» **Exercise instructions**
Copy out every line of the records below, requests included, and shift each coordinate in the path outlines by adding 45 to it. Leave the pictures out.

» **Data section**

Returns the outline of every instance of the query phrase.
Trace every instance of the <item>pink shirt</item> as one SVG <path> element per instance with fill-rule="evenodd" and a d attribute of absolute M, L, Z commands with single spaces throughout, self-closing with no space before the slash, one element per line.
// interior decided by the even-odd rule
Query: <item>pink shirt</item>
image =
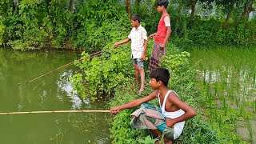
<path fill-rule="evenodd" d="M 138 29 L 133 27 L 128 38 L 131 40 L 133 58 L 140 58 L 144 51 L 144 40 L 147 40 L 146 30 L 142 26 L 139 26 Z"/>
<path fill-rule="evenodd" d="M 164 22 L 164 18 L 165 17 L 170 17 L 169 14 L 164 14 L 162 15 L 159 23 L 158 23 L 158 31 L 157 31 L 157 34 L 155 35 L 154 38 L 154 42 L 156 43 L 162 43 L 163 41 L 165 40 L 165 38 L 167 34 L 167 28 L 165 25 L 165 22 Z M 168 42 L 168 40 L 166 42 L 166 43 Z"/>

» **Reply to the exercise**
Returns the outline of every instance of the query phrase.
Trace every instance of the <item>pink shirt</item> as one SVG <path> element per instance with fill-rule="evenodd" and a d attribute of absolute M, L, Z commands with single spaces throughout, self-closing with no space before the slash, one element per line.
// interior decided by the even-odd rule
Query: <item>pink shirt</item>
image =
<path fill-rule="evenodd" d="M 183 74 L 178 72 L 173 83 L 176 85 L 178 103 L 185 103 L 189 96 L 189 85 L 192 85 L 191 75 L 187 71 L 184 71 Z"/>
<path fill-rule="evenodd" d="M 209 67 L 209 63 L 210 62 L 215 62 L 214 59 L 209 59 L 207 60 L 204 68 L 203 68 L 203 76 L 202 76 L 202 79 L 200 80 L 199 83 L 199 87 L 201 88 L 207 88 L 208 86 L 210 85 L 210 83 L 212 79 L 212 73 L 210 70 L 210 67 Z M 213 87 L 213 85 L 211 87 L 211 88 Z"/>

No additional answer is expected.